Some records:
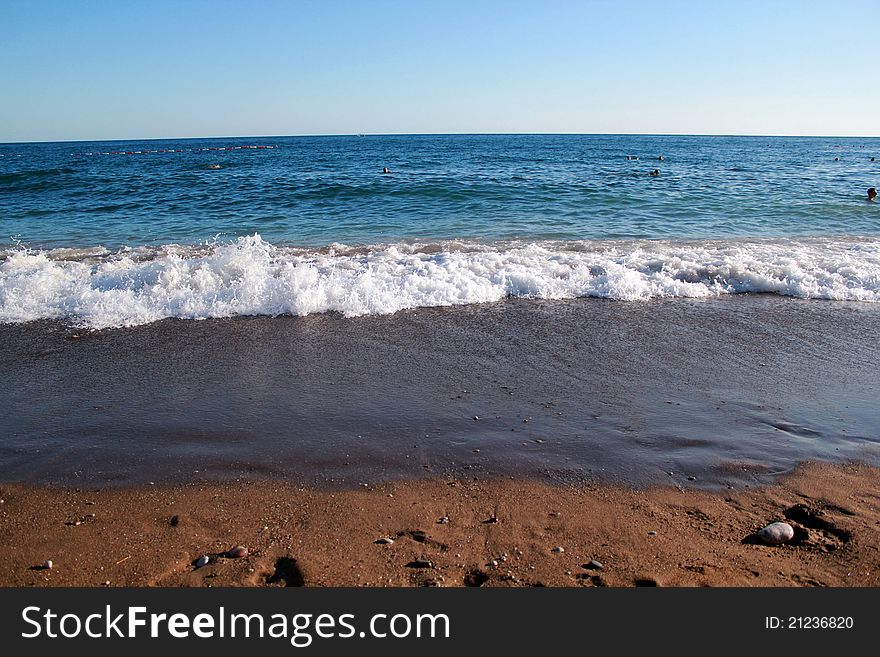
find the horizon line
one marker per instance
(444, 134)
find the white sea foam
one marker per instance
(252, 277)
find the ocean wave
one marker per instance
(97, 289)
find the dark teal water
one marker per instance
(319, 190)
(116, 234)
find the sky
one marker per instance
(88, 69)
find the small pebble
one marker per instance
(776, 533)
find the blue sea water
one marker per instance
(121, 233)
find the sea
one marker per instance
(122, 233)
(526, 306)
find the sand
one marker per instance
(498, 533)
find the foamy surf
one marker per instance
(96, 289)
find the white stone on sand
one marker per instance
(776, 533)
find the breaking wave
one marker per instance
(98, 289)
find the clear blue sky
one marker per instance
(83, 69)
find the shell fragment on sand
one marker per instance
(776, 533)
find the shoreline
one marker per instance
(721, 393)
(299, 536)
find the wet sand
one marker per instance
(720, 393)
(585, 425)
(498, 533)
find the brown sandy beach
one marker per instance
(497, 533)
(654, 439)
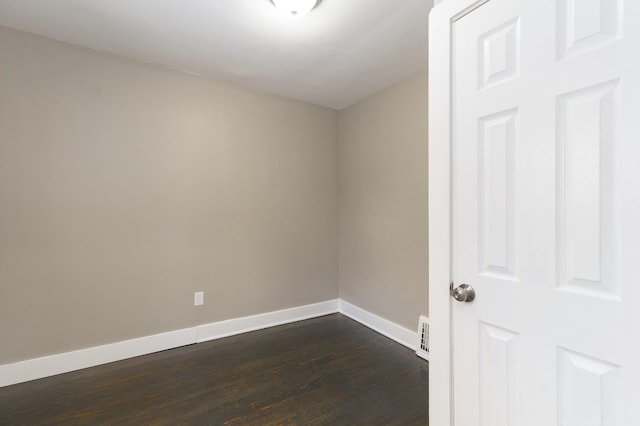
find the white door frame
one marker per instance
(440, 367)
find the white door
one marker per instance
(545, 213)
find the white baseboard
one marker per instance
(38, 368)
(383, 326)
(218, 330)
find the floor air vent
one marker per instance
(423, 338)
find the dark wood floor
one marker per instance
(324, 371)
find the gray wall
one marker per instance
(125, 187)
(383, 261)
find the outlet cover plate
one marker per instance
(198, 298)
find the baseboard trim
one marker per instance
(383, 326)
(39, 368)
(218, 330)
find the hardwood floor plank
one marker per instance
(324, 371)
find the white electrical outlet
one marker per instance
(198, 298)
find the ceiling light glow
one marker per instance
(295, 8)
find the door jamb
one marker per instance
(441, 21)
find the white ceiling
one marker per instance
(343, 51)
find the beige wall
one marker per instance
(125, 187)
(383, 203)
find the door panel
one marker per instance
(544, 191)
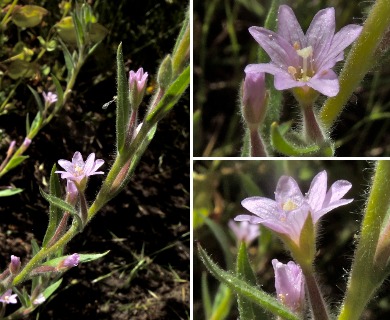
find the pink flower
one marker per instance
(8, 297)
(290, 285)
(254, 98)
(14, 266)
(288, 212)
(244, 231)
(137, 86)
(40, 299)
(49, 97)
(78, 171)
(304, 60)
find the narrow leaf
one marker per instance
(60, 93)
(122, 101)
(37, 98)
(62, 205)
(244, 289)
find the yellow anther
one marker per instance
(289, 205)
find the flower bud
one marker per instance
(69, 262)
(290, 285)
(137, 86)
(164, 75)
(14, 266)
(71, 192)
(254, 99)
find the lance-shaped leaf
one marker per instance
(122, 101)
(244, 289)
(57, 202)
(247, 309)
(171, 97)
(54, 211)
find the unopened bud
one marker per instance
(69, 262)
(14, 266)
(164, 76)
(254, 99)
(137, 86)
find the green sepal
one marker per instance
(170, 98)
(62, 205)
(164, 74)
(23, 296)
(36, 124)
(34, 247)
(247, 309)
(54, 211)
(10, 192)
(242, 288)
(122, 101)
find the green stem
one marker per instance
(365, 277)
(257, 145)
(359, 61)
(43, 253)
(317, 302)
(312, 130)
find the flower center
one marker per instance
(289, 205)
(78, 170)
(304, 72)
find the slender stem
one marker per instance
(311, 127)
(317, 302)
(256, 145)
(365, 277)
(43, 253)
(360, 60)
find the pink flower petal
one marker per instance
(320, 33)
(280, 51)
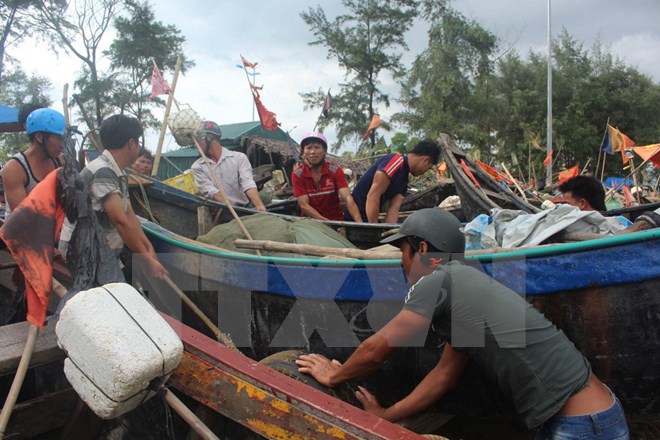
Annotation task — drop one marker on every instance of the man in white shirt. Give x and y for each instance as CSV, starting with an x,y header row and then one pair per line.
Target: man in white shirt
x,y
231,168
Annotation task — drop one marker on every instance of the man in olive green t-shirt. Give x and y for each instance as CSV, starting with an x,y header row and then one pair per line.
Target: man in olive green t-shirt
x,y
532,362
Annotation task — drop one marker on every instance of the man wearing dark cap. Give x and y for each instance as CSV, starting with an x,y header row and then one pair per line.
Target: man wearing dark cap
x,y
318,185
231,168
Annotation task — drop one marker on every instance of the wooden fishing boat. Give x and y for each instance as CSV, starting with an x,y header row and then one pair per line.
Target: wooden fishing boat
x,y
478,191
604,308
177,210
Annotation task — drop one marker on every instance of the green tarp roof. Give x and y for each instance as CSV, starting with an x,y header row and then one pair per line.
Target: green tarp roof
x,y
231,135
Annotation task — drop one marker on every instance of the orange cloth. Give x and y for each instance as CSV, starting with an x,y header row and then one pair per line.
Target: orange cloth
x,y
30,233
568,174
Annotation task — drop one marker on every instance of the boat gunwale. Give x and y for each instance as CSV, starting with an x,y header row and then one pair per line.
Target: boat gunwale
x,y
501,255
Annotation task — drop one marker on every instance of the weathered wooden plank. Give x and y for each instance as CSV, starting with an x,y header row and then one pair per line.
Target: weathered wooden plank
x,y
41,414
265,401
12,342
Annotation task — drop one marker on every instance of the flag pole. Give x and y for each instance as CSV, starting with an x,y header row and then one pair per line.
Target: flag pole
x,y
322,110
601,144
250,83
548,171
163,128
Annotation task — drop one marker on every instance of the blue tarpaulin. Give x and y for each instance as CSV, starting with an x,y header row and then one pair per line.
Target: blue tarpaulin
x,y
610,182
9,119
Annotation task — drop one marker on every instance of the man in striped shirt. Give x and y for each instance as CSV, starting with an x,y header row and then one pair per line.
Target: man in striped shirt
x,y
387,181
108,187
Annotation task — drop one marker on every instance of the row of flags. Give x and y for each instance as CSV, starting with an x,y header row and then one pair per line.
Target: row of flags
x,y
268,119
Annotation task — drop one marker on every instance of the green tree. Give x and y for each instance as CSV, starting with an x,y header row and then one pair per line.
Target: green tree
x,y
79,28
449,87
367,42
588,88
139,39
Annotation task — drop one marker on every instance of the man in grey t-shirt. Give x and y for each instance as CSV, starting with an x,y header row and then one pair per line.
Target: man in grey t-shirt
x,y
532,362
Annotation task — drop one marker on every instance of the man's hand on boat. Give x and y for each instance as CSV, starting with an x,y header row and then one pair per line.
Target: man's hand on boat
x,y
156,269
319,367
369,402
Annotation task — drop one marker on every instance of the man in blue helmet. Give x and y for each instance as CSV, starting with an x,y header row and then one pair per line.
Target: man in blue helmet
x,y
536,367
45,128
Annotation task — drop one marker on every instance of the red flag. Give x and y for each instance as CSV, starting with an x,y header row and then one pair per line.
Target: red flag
x,y
649,153
30,234
467,171
374,124
246,63
158,84
548,159
268,118
327,104
569,174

JOB -
From the listing, extract all text exactly as given and drop any picture.

SOLUTION TO THE PROBLEM -
find the horizon line
one marker per instance
(444, 134)
find the white sea foam
one marker per instance
(252, 277)
find the ocean wave
one marker per instance
(97, 289)
find the dark teal water
one marker per instance
(319, 190)
(116, 234)
find the sky
one marker per instance
(88, 69)
find the small pebble
one marker per instance
(776, 533)
find the blue sea water
one marker per instance
(121, 233)
find the sea
one marker per instance
(122, 233)
(526, 306)
find the sand
one marker per instance
(498, 533)
find the foamy surf
one marker per instance
(96, 289)
find the white stone on sand
one marker per instance
(776, 533)
find the breaking wave
one marker per instance
(98, 289)
find the clear blue sky
one marker per instance
(83, 69)
find the shell fragment on sand
one marker per instance
(776, 533)
find the shoreline
one marker per instance
(721, 393)
(299, 536)
find the wet sand
one marker per instance
(720, 393)
(585, 425)
(498, 533)
find the brown sandy beach
one marker per instance
(497, 533)
(654, 439)
find the white door frame
one marker per instance
(440, 367)
find the white door
one marker per instance
(545, 213)
find the white baseboard
one marker per instance
(38, 368)
(383, 326)
(218, 330)
find the floor air vent
one marker per instance
(423, 338)
find the dark wood floor
one marker per instance
(324, 371)
find the gray wall
one marker per instance
(125, 187)
(383, 261)
find the outlet cover plate
one marker per instance
(198, 298)
find the baseboard trim
one marker per instance
(383, 326)
(39, 368)
(218, 330)
find the hardwood floor plank
one marker per instance
(324, 371)
find the white electrical outlet
one marker per instance
(198, 298)
find the ceiling light glow
one marker per instance
(295, 8)
find the door jamb
one marker per instance
(441, 21)
find the white ceiling
one marker per instance
(343, 51)
find the beige wall
one marker per instance
(125, 187)
(383, 203)
find the door panel
one marker per instance
(544, 191)
find the pink flower
one marker per instance
(8, 297)
(290, 285)
(254, 98)
(14, 266)
(288, 212)
(244, 231)
(137, 86)
(40, 299)
(49, 97)
(78, 171)
(304, 60)
find the narrow leaf
one marker per instance
(60, 93)
(122, 101)
(37, 98)
(62, 205)
(244, 289)
find the yellow anther
one marker per instance
(289, 205)
find the flower bud
one marker per instance
(69, 262)
(290, 285)
(137, 86)
(164, 75)
(14, 266)
(71, 192)
(254, 99)
find the lance-shaped leaf
one marker per instance
(122, 101)
(244, 289)
(57, 202)
(247, 309)
(171, 97)
(54, 211)
find the unopened bud
one marker per instance
(69, 262)
(14, 266)
(164, 76)
(254, 99)
(137, 86)
find the green sepal
one marker per instance
(170, 98)
(62, 205)
(164, 74)
(23, 296)
(36, 124)
(34, 247)
(247, 309)
(54, 211)
(10, 192)
(242, 288)
(122, 101)
find the green stem
one marker per instance
(365, 277)
(257, 145)
(359, 61)
(43, 253)
(317, 302)
(312, 130)
find the flower center
one marker per instance
(289, 205)
(78, 170)
(304, 72)
find the slender stem
one marker per instance
(311, 127)
(317, 302)
(256, 145)
(365, 277)
(43, 253)
(360, 60)
find the pink flower petal
one marker per instance
(320, 33)
(280, 51)
Annotation task — drop one marker on every instance of the man in white shirt. Give x and y for each instance as CSV, starting with an x,y header row and then one pair per line.
Target: man in white shirt
x,y
231,168
Annotation task — drop one marker on every instance of the man in olive green t-shirt. Give x and y for each instance as CSV, starting with an x,y header row and then one pair per line.
Target: man in olive green t-shirt
x,y
532,362
Annotation task — drop one marker on every instance of the man wearing dark cap. Give x and y for each instance as CSV, starting with an x,y header row and then one pair per line.
Target: man wearing dark cap
x,y
318,185
231,168
Annotation task — drop one marker on every instance of the wooden fishing boat. Give x and y for each instance as CSV, starting with an x,y header row and then one pair per line.
Target: wooden fishing boat
x,y
478,191
604,308
177,210
Annotation task — drop one marker on every instance of the green tarp roof. Give x and y for each instance as CSV, starting with an x,y header row and then one pair per line.
Target: green tarp roof
x,y
231,135
Annotation task — drop one marker on every instance of the orange cloth. Give x and y for each instance as CSV, starting with an x,y header row and then one pair per line.
Target: orange cloth
x,y
30,233
568,174
Annotation task — drop one marker on every instance of the boat gunwale. Give x and y for each instance as CSV, starting with an x,y header row and then one pair per line.
Target: boat gunwale
x,y
501,255
Annotation task — drop one marker on every instance of the weathered wooden plank. Give x and y for each instance as CSV, starting with an x,y header row and then one pair per line.
Target: weathered wooden plank
x,y
41,414
265,401
12,342
Annotation task — drop one marker on every instance of the flag pole. Give x and y for each instance as CSV, starting with an x,y header row and then one pair per line.
Target: flag pole
x,y
322,110
601,144
250,83
548,171
163,128
Annotation task — drop one marker on every instance of the blue tarpaulin. Give x and y for each instance as CSV, starting with an x,y header row and then one pair per line.
Target: blue tarpaulin
x,y
610,182
9,119
Annotation task — drop one marker on every instance of the man in striped shirt. Give x and y for each instance as CSV, starting with an x,y header row and then one pair per line.
Target: man in striped shirt
x,y
387,181
108,187
Annotation task — drop one marker on every instance of the row of flags. Give x and y for each instance as CSV, starting with an x,y header row and then one pair per line.
Target: row of flags
x,y
268,119
Annotation task — drop one marker on every instance of the green tree. Give x and y for each instance as CSV, starting with an x,y header row and then one pair per line.
Target: green tree
x,y
79,28
449,87
367,42
588,88
139,39
Annotation task — drop one marker on every instance of the man in grey t-shirt. Give x and y for each instance as CSV, starting with an x,y header row and then one pair per line.
Target: man in grey t-shirt
x,y
532,362
Annotation task — drop one marker on every instance of the man's hand on boat. Give x and y for each instance as CSV, starting with an x,y header row and then one pair per line.
Target: man's hand on boat
x,y
156,269
319,367
369,402
Annotation task — drop one marker on every instance of the man in blue helmet. Give x and y for each instance as CSV, starting with an x,y header row and then one pair per line.
Target: man in blue helmet
x,y
536,367
45,128
Annotation task — drop one marker on every instance of the red flag. Give x and y for each instance as CSV, starting with an x,y header row and then one pair per line.
Target: red flag
x,y
649,153
30,234
467,171
374,124
246,63
158,84
548,159
268,118
327,104
569,174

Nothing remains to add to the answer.